** Stored records **
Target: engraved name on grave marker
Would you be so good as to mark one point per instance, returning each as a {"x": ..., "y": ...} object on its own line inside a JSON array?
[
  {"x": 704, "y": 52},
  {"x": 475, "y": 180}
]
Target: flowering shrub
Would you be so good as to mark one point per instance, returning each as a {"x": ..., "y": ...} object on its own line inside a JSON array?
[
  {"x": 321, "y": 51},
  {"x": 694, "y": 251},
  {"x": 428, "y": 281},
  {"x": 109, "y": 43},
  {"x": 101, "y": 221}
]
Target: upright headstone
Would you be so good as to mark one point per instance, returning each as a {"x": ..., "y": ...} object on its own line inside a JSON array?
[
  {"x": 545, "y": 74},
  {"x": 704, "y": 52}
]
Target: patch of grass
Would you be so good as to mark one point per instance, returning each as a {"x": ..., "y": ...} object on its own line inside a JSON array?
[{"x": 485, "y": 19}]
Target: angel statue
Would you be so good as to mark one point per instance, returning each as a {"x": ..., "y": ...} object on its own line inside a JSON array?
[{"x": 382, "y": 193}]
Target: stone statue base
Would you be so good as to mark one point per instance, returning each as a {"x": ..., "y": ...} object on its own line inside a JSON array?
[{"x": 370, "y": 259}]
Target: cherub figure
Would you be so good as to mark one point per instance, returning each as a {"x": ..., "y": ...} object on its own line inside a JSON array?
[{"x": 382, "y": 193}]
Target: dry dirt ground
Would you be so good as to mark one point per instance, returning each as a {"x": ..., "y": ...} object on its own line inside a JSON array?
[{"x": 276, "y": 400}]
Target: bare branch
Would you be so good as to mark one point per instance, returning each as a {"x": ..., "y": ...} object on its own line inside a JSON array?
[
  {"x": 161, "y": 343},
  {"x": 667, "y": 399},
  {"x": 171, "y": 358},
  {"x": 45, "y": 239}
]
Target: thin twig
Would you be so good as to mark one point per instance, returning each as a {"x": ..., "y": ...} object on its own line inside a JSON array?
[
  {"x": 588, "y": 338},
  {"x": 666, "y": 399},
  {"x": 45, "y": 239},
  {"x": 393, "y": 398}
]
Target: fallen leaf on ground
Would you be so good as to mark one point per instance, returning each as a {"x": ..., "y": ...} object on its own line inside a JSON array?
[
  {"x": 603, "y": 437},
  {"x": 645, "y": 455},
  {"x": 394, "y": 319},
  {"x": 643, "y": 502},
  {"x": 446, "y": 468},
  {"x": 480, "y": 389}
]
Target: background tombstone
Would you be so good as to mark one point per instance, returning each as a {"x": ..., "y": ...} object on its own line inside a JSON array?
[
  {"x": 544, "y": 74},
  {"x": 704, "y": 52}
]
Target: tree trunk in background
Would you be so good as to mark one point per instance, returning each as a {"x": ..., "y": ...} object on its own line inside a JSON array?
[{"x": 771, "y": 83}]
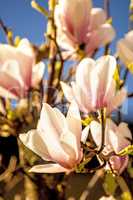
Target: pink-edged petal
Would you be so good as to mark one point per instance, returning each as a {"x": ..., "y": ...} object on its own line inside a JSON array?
[
  {"x": 128, "y": 40},
  {"x": 83, "y": 73},
  {"x": 106, "y": 34},
  {"x": 106, "y": 66},
  {"x": 67, "y": 90},
  {"x": 11, "y": 85},
  {"x": 2, "y": 108},
  {"x": 77, "y": 26},
  {"x": 25, "y": 62},
  {"x": 37, "y": 73},
  {"x": 74, "y": 124},
  {"x": 49, "y": 118},
  {"x": 124, "y": 130},
  {"x": 33, "y": 141},
  {"x": 11, "y": 68},
  {"x": 95, "y": 128},
  {"x": 50, "y": 129},
  {"x": 63, "y": 40},
  {"x": 81, "y": 98},
  {"x": 124, "y": 52},
  {"x": 26, "y": 48},
  {"x": 119, "y": 163},
  {"x": 98, "y": 17},
  {"x": 115, "y": 102},
  {"x": 48, "y": 168},
  {"x": 7, "y": 94}
]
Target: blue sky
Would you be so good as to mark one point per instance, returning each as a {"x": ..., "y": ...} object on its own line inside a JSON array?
[{"x": 26, "y": 22}]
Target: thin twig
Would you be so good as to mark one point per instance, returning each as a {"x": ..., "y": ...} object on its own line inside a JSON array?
[{"x": 103, "y": 131}]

** REQUIRED TASK **
Lay out the lines above as a JSON list of strings, one string per line, starting at the line with "Target: background tombstone" and continuing through the end of the items. Skip blank lines and leave the pictures out.

** ANSWER FOR THE TASK **
[
  "Target: background tombstone",
  "Would you be so good as to mark one point per instance, returning each as a {\"x\": ..., \"y\": ...} object on its own line inside a JSON array?",
  "[",
  "  {\"x\": 544, \"y\": 74},",
  "  {\"x\": 704, \"y\": 52}",
  "]",
  "Target: tree trunk in background",
  "Would you be so good as to mark one point per instance, returning each as a {\"x\": ..., \"y\": ...} object on its own line inside a JSON array?",
  "[{\"x\": 771, \"y\": 83}]",
  "Target: pink-edged petal",
  "Would you be so good as to mark one point per instance, returning each as a {\"x\": ..., \"y\": ...} object on its own line inside a JSON array?",
  "[",
  "  {\"x\": 128, \"y\": 40},",
  "  {\"x\": 83, \"y\": 73},",
  "  {\"x\": 106, \"y\": 34},",
  "  {\"x\": 106, \"y\": 66},",
  "  {\"x\": 67, \"y\": 90},",
  "  {\"x\": 11, \"y\": 85},",
  "  {\"x\": 2, \"y\": 108},",
  "  {\"x\": 77, \"y\": 26},",
  "  {\"x\": 25, \"y\": 62},",
  "  {\"x\": 37, \"y\": 73},",
  "  {\"x\": 74, \"y\": 124},",
  "  {\"x\": 49, \"y\": 118},",
  "  {\"x\": 124, \"y\": 130},",
  "  {\"x\": 33, \"y\": 141},",
  "  {\"x\": 11, \"y\": 68},",
  "  {\"x\": 95, \"y\": 128},",
  "  {\"x\": 50, \"y\": 129},",
  "  {\"x\": 63, \"y\": 40},",
  "  {\"x\": 81, \"y\": 98},",
  "  {\"x\": 124, \"y\": 52},",
  "  {\"x\": 26, \"y\": 48},",
  "  {\"x\": 119, \"y\": 163},",
  "  {\"x\": 98, \"y\": 17},",
  "  {\"x\": 115, \"y\": 102},",
  "  {\"x\": 48, \"y\": 168},",
  "  {\"x\": 7, \"y\": 94}",
  "]",
  "Target: blue sky",
  "Would you be so good as to mark one point per instance, returning each as a {\"x\": ..., \"y\": ...} object on its own line inside a JSON array?",
  "[{\"x\": 26, \"y\": 22}]",
  "Target: thin twig",
  "Would you be so good as to mark one point per instance, returning each as a {\"x\": ..., \"y\": ...} object on its own line inside a JSON array?",
  "[{\"x\": 103, \"y\": 131}]"
]